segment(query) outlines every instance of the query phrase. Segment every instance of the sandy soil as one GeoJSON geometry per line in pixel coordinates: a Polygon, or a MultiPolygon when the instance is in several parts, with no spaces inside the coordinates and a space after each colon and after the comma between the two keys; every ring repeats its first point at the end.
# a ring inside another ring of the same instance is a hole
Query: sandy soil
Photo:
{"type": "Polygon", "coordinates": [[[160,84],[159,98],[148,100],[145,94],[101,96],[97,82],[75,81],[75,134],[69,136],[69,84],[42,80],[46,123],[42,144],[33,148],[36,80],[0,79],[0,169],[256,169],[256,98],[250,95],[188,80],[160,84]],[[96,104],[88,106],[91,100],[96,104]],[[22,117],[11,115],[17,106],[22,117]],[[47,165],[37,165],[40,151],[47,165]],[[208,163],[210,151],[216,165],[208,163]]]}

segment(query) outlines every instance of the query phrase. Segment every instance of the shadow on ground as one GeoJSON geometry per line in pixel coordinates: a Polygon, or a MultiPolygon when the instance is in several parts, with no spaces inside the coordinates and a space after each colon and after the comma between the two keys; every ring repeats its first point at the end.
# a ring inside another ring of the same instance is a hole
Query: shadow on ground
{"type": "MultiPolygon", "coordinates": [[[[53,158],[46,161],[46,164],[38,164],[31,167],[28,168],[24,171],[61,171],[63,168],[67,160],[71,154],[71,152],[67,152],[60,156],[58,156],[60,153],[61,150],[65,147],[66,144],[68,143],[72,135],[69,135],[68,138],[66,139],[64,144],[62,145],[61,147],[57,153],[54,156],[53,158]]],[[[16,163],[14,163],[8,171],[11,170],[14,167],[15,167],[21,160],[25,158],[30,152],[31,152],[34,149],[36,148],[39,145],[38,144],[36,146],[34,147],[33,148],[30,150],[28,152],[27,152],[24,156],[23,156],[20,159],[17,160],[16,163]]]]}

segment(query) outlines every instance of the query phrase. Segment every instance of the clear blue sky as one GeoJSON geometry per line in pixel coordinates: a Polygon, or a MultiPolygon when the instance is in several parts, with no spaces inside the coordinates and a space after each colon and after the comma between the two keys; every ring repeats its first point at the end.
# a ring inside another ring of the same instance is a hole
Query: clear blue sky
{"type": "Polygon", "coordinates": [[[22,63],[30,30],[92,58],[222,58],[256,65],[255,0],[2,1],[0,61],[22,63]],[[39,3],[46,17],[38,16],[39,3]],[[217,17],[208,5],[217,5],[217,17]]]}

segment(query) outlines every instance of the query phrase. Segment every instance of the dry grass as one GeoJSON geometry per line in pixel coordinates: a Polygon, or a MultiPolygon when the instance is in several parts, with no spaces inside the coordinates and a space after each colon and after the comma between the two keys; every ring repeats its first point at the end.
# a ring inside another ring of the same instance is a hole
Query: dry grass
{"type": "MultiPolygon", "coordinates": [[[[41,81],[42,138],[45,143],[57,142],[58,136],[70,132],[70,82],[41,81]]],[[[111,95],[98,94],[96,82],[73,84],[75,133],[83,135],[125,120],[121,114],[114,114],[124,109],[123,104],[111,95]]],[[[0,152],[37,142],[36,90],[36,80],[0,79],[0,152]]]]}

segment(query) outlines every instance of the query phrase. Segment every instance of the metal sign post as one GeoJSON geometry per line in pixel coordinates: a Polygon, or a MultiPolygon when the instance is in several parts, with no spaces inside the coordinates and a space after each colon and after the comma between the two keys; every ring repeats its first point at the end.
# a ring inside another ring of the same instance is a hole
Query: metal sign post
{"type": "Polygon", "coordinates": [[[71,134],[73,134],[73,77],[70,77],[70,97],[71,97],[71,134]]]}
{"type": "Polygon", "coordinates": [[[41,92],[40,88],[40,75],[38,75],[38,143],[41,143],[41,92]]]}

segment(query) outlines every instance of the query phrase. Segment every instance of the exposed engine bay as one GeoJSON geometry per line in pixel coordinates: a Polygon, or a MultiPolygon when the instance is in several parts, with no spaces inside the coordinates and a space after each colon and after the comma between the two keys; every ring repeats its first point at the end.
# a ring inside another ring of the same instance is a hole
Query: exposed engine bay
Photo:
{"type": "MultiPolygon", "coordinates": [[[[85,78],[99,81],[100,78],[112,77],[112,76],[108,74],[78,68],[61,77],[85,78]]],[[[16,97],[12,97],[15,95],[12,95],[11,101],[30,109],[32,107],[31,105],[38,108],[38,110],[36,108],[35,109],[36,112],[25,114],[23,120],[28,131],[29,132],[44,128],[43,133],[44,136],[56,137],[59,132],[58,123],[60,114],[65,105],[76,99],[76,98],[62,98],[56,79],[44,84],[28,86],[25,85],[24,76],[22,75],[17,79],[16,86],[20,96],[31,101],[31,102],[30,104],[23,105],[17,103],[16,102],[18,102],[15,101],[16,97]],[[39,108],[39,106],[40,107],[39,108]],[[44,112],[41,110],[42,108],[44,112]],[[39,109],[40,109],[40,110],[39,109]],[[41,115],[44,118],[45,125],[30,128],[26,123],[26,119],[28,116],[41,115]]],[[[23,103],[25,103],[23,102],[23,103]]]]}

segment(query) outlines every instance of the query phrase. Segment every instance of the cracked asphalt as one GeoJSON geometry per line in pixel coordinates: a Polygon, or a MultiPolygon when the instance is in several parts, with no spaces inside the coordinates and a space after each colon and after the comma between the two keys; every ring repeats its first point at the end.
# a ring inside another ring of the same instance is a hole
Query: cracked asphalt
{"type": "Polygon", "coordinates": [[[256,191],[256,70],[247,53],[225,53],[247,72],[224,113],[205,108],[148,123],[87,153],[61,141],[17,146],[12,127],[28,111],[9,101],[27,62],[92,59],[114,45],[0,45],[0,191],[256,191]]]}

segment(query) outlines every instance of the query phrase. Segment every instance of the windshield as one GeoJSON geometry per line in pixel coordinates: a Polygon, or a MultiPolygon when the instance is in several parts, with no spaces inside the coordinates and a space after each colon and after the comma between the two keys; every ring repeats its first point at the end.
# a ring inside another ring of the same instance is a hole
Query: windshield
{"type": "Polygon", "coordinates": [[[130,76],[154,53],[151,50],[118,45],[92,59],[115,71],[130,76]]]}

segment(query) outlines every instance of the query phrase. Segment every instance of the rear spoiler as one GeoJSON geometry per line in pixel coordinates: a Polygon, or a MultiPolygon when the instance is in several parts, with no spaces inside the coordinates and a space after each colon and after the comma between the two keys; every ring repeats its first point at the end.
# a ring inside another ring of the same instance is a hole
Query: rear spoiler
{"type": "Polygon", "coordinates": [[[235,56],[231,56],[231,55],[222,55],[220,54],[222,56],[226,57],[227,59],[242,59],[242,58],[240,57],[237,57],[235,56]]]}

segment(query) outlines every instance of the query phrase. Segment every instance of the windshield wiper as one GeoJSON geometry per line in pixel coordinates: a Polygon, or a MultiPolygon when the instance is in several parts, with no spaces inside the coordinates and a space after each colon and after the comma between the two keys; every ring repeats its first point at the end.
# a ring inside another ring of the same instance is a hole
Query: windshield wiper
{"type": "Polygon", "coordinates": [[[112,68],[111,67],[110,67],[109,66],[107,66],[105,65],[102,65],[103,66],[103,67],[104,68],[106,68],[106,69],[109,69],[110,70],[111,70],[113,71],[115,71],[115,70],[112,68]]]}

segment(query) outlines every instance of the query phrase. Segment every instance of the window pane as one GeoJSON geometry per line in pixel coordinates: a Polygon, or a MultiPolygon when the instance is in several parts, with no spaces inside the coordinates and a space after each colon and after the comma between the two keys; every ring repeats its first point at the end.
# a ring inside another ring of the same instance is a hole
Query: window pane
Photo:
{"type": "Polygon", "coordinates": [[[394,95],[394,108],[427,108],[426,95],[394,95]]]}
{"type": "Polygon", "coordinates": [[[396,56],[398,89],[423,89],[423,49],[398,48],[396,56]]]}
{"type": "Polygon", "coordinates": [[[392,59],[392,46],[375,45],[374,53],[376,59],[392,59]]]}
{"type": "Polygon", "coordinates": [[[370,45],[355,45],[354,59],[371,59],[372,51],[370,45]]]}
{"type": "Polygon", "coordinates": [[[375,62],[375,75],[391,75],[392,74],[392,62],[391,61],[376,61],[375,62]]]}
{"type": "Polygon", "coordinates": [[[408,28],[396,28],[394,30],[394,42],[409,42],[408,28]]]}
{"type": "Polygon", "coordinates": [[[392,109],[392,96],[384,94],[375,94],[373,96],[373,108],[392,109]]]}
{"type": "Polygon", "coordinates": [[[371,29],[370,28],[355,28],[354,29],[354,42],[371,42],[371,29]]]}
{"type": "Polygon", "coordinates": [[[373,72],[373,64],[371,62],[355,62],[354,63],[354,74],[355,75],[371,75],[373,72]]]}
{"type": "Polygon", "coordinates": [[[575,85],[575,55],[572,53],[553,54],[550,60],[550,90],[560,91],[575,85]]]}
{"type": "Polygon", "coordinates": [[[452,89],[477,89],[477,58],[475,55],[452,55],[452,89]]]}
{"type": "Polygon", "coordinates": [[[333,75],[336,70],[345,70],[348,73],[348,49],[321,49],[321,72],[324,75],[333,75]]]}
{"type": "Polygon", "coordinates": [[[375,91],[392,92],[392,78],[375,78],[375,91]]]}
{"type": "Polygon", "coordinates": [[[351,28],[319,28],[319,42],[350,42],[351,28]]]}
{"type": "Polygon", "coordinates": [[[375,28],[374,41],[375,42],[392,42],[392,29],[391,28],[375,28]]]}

### [EXERCISE INSTRUCTIONS]
Return, word for word, every line from the line with "of the window" to the final line of the data.

### [SOLUTION TO THIS TASK]
segment(query) outlines every instance of the query phrase. Segment every instance of the window pane as one GeoJSON geometry per line in pixel coordinates: a Polygon, or a MultiPolygon when the instance is in several parts, with no spaces inside the coordinates and a space after each colon and after the comma between the two keys; every ring repeats its first point at the end.
# a ring inside another ring of the same instance is a hole
Query: window pane
Photo:
{"type": "Polygon", "coordinates": [[[394,95],[394,108],[427,108],[426,95],[394,95]]]}
{"type": "Polygon", "coordinates": [[[396,56],[398,89],[423,89],[423,49],[398,48],[396,56]]]}
{"type": "Polygon", "coordinates": [[[392,59],[392,46],[375,45],[374,53],[376,59],[392,59]]]}
{"type": "Polygon", "coordinates": [[[370,45],[355,45],[354,59],[371,59],[372,51],[370,45]]]}
{"type": "Polygon", "coordinates": [[[375,62],[375,75],[391,75],[392,74],[392,62],[391,61],[376,61],[375,62]]]}
{"type": "Polygon", "coordinates": [[[408,28],[396,28],[394,30],[394,42],[409,42],[408,28]]]}
{"type": "Polygon", "coordinates": [[[392,109],[392,96],[384,94],[375,94],[373,96],[373,108],[392,109]]]}
{"type": "Polygon", "coordinates": [[[371,29],[370,28],[355,28],[354,29],[354,42],[371,42],[371,29]]]}
{"type": "Polygon", "coordinates": [[[373,72],[373,64],[371,62],[355,62],[354,63],[354,74],[355,75],[371,75],[373,72]]]}
{"type": "Polygon", "coordinates": [[[575,85],[575,55],[572,53],[553,54],[550,60],[550,90],[560,91],[575,85]]]}
{"type": "Polygon", "coordinates": [[[452,89],[477,89],[477,58],[475,55],[452,55],[452,89]]]}
{"type": "Polygon", "coordinates": [[[333,75],[336,70],[345,70],[348,73],[348,49],[321,49],[321,72],[324,75],[333,75]]]}
{"type": "Polygon", "coordinates": [[[375,91],[392,92],[392,78],[375,78],[375,91]]]}
{"type": "Polygon", "coordinates": [[[351,28],[319,28],[319,42],[350,42],[351,28]]]}
{"type": "Polygon", "coordinates": [[[375,28],[374,41],[375,42],[392,42],[392,29],[391,28],[375,28]]]}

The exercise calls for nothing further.